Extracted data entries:

- - - - - - -

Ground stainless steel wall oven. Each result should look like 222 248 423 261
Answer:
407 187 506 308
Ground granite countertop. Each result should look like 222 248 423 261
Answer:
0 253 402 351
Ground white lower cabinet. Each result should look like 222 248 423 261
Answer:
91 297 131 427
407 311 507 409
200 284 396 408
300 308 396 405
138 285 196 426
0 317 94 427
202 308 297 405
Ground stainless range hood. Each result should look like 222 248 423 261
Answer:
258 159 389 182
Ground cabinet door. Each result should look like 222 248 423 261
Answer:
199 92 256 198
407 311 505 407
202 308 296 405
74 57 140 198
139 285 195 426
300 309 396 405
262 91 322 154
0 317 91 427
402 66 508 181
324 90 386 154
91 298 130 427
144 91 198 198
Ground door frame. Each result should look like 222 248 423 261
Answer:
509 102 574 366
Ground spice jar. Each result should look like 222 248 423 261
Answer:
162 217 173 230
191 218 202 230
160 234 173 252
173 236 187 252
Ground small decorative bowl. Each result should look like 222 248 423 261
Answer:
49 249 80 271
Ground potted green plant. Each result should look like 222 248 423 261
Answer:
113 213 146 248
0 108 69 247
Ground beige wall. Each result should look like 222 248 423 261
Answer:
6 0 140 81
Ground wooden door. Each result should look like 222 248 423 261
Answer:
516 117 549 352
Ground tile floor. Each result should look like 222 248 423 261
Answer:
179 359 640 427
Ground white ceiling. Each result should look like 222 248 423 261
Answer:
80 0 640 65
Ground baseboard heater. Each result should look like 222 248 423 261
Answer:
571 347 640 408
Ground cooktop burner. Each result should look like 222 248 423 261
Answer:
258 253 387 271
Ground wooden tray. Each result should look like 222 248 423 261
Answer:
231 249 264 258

- - - - - - -

◆ The request:
Quote all of the lines above word for word.

◆ Task answer:
Ground stainless steel wall oven. Each result should look like 222 248 423 261
Answer:
407 187 506 308
Ground granite countertop. Each result should look like 222 248 423 261
Answer:
0 253 402 351
Ground white lower cabinet. Each result should look like 222 248 423 261
Answer:
91 297 131 427
407 311 507 409
200 284 396 408
300 308 396 405
138 285 196 426
0 317 94 427
202 308 297 405
Ground stainless range hood. Each result should look like 222 248 423 261
Answer:
258 159 389 182
Ground cabinet door. Each result should look like 222 248 423 261
Answer:
199 92 256 198
407 311 505 407
202 308 296 405
74 57 140 198
139 285 195 426
300 309 396 405
262 91 322 154
0 317 91 427
402 66 508 181
324 90 386 154
91 298 130 427
144 91 198 198
Ground door frame. Each result should look like 222 248 423 261
Answer:
509 102 574 366
Ground spice jar. Each result should look like 222 248 423 261
Answer:
162 217 173 230
191 218 202 230
160 234 173 252
173 236 187 252
Ground small decorative bowl. Each result should look like 222 248 423 261
Answer:
49 249 80 271
Ground potted green plant. Each result should look like 222 248 423 261
Answer:
113 213 146 248
0 108 69 247
Ground beige wall. Each result should look like 222 248 423 261
Answer:
6 0 140 81
Ground wooden door. Each result should look like 222 248 423 261
Answer:
516 117 549 352
Ground tile floor. Each result should look like 222 248 423 261
Answer:
179 359 640 427
Ground white ceiling. Each result should look like 222 248 423 261
Answer:
80 0 640 65
Ground baseboard heater. Each result should look like 222 248 423 261
Answer:
571 347 640 408
Ground cooktop burner. Each result should look like 222 248 423 261
Answer:
258 253 387 271
Ground wooden tray. Each result should look like 222 248 423 261
Answer:
231 249 264 258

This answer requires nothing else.